We are encountering this issue in libc++, where we do mark several things as [[deprecated]] (per the Standard), and those warnings fire off when the headers are used not as system headers. Any other non-system header library would have the same problem.

Note that in comparison, Clang does not issue a warning in this case. It only issues a warning if we actually instantiate `not1` or `unary_negate`.

Godbolt: https://godbolt.org/z/559EfKn9K
Comment 1 Marek Polacek 2022-03-02 14:43:36 UTC
This is a consequence of treating attribute deprecated specially in is_late_template_attribute (it's not a late attribute).
Comment 2 Marek Polacek 2022-03-02 14:45:01 UTC
And I think this is the same problem as in https://gcc.gnu.org/bugzilla/show_bug.cgi?id=33911#c18.  Not sure if we want to change anything.
Comment 3 Louis Dionne 2022-03-02 15:53:02 UTC
(In reply to Marek Polacek from comment #2)
> And I think this is the same problem as in
> https://gcc.gnu.org/bugzilla/show_bug.cgi?id=33911#c18.  Not sure if we want
> to change anything.

**Work order**
Write what comes next in the bug-report discussion about deprecation warnings, continuing directly after its final quoted line.

**Data extracts**
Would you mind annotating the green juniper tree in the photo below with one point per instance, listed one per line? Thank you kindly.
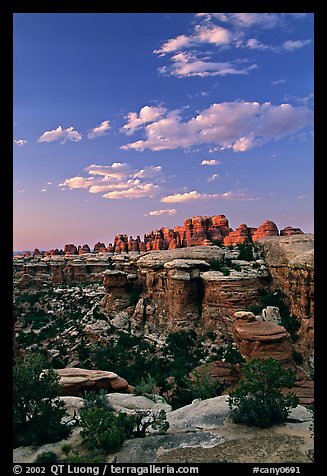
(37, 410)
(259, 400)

--

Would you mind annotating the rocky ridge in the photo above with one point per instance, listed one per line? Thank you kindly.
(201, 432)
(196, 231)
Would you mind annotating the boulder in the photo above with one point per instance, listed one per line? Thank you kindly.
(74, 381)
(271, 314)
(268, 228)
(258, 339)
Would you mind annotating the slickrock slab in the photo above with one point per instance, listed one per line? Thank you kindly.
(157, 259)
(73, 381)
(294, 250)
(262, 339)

...

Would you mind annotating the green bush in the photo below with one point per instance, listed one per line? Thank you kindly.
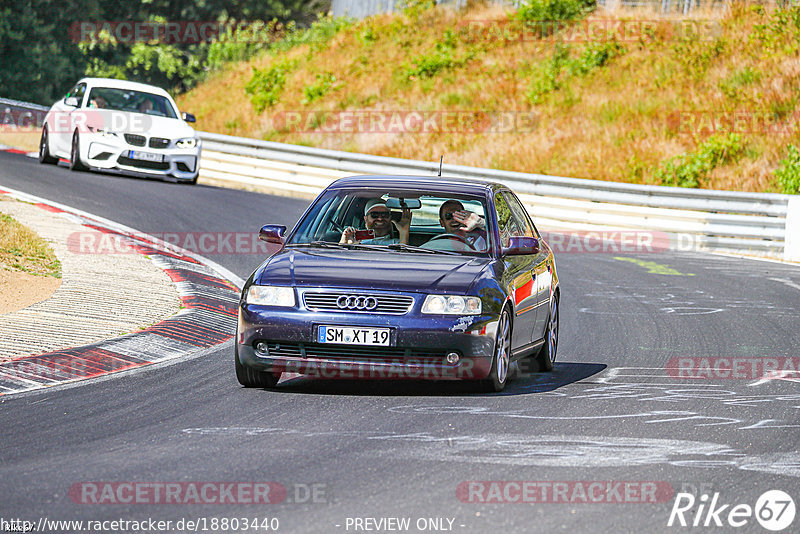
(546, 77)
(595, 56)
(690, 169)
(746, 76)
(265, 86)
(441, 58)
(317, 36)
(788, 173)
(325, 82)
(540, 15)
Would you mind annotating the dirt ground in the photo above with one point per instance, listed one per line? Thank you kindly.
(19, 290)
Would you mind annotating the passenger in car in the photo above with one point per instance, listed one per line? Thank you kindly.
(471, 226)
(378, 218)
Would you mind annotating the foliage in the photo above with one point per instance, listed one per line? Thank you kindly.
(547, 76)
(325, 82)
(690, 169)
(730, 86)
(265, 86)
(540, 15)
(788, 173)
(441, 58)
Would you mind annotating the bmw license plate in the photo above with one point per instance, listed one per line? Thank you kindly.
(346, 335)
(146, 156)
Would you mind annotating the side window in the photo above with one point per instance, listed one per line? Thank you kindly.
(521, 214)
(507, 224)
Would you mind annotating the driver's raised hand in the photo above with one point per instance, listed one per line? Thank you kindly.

**Result below**
Yup, I agree this is the same problem. However, see my recent comment on that bug report -- I think we should still fix this, and the resolution of PR33911 was IMO incomplete.
Comment 4 Jakub Jelinek 2022-03-02 16:43:29 UTC
CCing Jonathan for insight on what libstdc++ is doing here with [[deprecated]].
Comment 5 Jonathan Wakely 2022-03-02 22:28:43 UTC
Libstdc++ has the attribute on both of these templates. I used diagnostic pragmas to stop the function templates from warning about the use of the class templates.

If other code refers to either of them, it gets a warning. But the use of unary_negate within std::not1 doesn't give a warning.
Comment 6 Jonathan Wakely 2022-03-02 22:33:39 UTC
I think I've argued in another bug that it might be reasonable to not warn about uses within the same header (since that is likely to be part of the same library, and the warnings are probably intended for users of the library code, not within the library itself). But in the absence of such a rule, disabling the warnings locally using pragmas seems reasonable to me. That works for any library, not just the std::lib.